Consigne 1 » Résumez en deux phrases le texte sur l'exposition Photographie + Performance : Shoot.
Consigne 2 » Dans le texte sur l'exposition, quelle était la seule source de lumière de Judy Radul pendant le voyage de Theatrical ?
Consigne 3 » Poursuivez le texte sur l'exposition Photographie + Performance : Shoot à partir de l'endroit où il s'arrête.

Extrait du texte »
□ □ □

Photographie + Performance : Shoot (Montréal)
15 avril au 22 mai 2004
Adad Hannah, André Lemke, John Marriott, Shelley Niro, Judy Radul, Ana Rewakowicz, Alana Riley, Chih-Chien Wang, Chris Wildrick
Commissaires: Michèle Thériault et France Choinière
Photographie et performance : SHOOT est le second volet d’un projet en trois parties organisé par les commissaires Michèle Thériault et France Choinière. Les œuvres rassemblées pour cette exposition témoignent de la photographie en tant que sujet et objet de la performance, de la photographie comme accessoire de la performance et de la photographie comme résultante d’une action autrement éphémère ou intangible, sans trace.
Dans Documents for Performance, Judy Radul utilise la performance à des fins photographiques. Par exemple, dans Theatrical, Radul complètement nue s’installait dans le coffre arrière d’une voiture pour être conduite de sa maison de Vancouver jusqu’aux abords de la rivière Fraser dans la banlieue de Richmond. Pour ce voyage photographique inusité, le flash d’une caméra était sa seule source de lumière. Les Stills de Adad Hannah consistent en des tableaux vivants qui occupent aussi un espace particulier entre image enregistrée et performance. Sans aucun montage ni ralenti, ces vidéos silencieuses livrent l’immobilité en temps réel. Dans la série de douze triptyques intitulée This Land is Mime Land, Shelley Niro incarne divers personnages familiers : le Père Noël, Elvis, Marilyn Monroe, etc., qu’elle juxtapose à sa “vraie” identité. Niro examine ainsi comment certaines icones culturelles peuvent influencer la construction d’une identité féminine et d’une identité aborigène moderne. La performance n’existe ici encore que pour l’image.

□ □ □

Lignes sources »
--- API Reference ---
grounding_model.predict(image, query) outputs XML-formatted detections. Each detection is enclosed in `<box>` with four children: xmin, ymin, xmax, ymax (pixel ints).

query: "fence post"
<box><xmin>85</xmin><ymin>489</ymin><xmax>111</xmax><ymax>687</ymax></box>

□ □ □

Réponse 1 » Présentée du 15 avril au 22 mai 2004, l'exposition Photographie et performance : SHOOT est le second volet d'un projet en trois parties organisé par les commissaires Michèle Thériault et France Choinière. Ses œuvres montrent la photographie comme sujet, objet, accessoire ou résultante de la performance, notamment chez Judy Radul, Adad Hannah et Shelley Niro, cette dernière incarnant des icônes culturelles pour examiner la construction d'une identité féminine et d'une identité aborigène moderne.

Réponse 2 » Le flash d'une caméra.

Réponse 3 »
I Am Very Disappointed, une présentation Powerpoint réalisée par André Lemke, raconte l’histoire d’objets qu’il a mépris pour d’autres; par exemple, le soulier qu’il a d’abord pris pour une main démembrée, un fabuleux collier de perles qui s’avère n’être, après examen, qu’une vieille chaîne, etc. L’artiste y décrit son moment de découverte et sa rapide déception. Pour Lemke, la photographie est à la fois témoin de ses longues heures d’errance urbaine, qu’il considère en soi comme un acte performatif, et accessoire de performances ultérieures où il narre ses diverses déceptions. John Marriott utilise également la photographie en tant qu’accessoire, levier à la performance. Dans Picture yourself on the moon, il invitait des passants à se faire photographier sur la surface de la lune. Chaque participant recevait ensuite par la poste une photographie de sa “visite” sur la lune. Sous un autre mode, Ana Rewakowicz intègre aussi le spectateur à ses travaux. Dans To Scale, après avoir réalisé un moulage en latex d’une pièce de son appartement, l’artiste demande à des gens de porter l’objet en montant sur un pèse-personne. Action qu’elle photographie et qui devient œuvre. Alana Riley, pour sa part, performe dans ses œuvres en se photographiant en compagnie d’étrangers qu’elle invite à s’allonger sur elle. Une fois en position, elle appuie sur le déclencheur souple. Intitulée Support System, la série de Riley témoigne d’un rapport à l’autre non sans connotation sociale ou sexuelle.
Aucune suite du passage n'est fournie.